### RECORDS FOR THIS EXERCISE:
····················

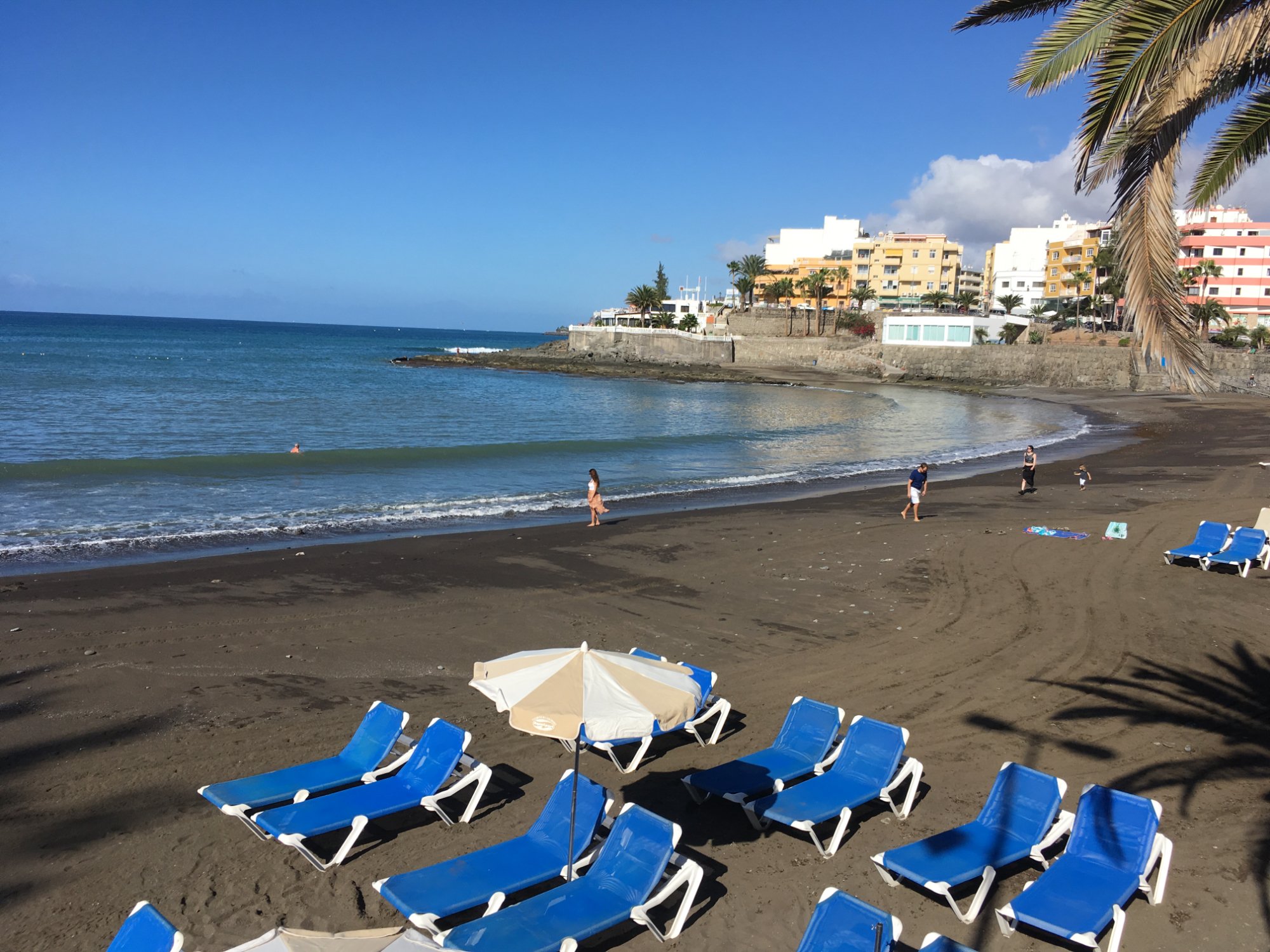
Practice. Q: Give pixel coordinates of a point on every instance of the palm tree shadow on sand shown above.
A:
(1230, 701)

····················

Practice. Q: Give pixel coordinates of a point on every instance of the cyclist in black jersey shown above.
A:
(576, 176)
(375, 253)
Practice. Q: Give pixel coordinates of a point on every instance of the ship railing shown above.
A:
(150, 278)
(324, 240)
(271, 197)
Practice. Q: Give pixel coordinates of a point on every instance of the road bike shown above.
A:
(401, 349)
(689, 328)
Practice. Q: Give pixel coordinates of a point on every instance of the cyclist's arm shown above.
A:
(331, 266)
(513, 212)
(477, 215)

····················

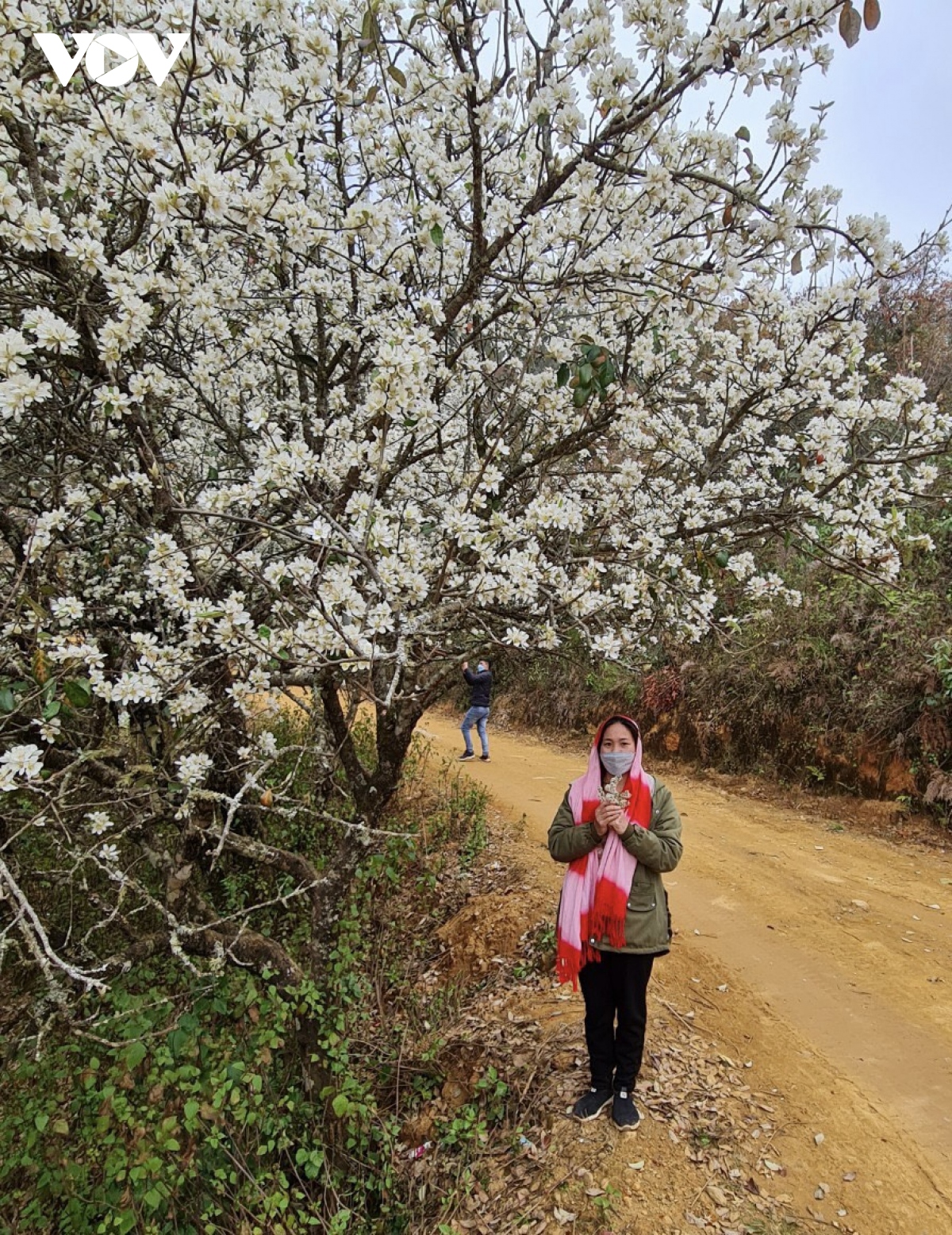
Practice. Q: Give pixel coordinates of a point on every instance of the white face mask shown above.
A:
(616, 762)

····················

### WORK TO COMPLETE:
Copy out the lines above word for word, starting at the line that contains "sand shown above." and ending at the line that contains "(1230, 701)", with both of those lines included.

### RESPONSE:
Practice. Q: Give pixel coordinates of a point on every instance of the palm tree shadow on sand shown above.
A:
(1230, 701)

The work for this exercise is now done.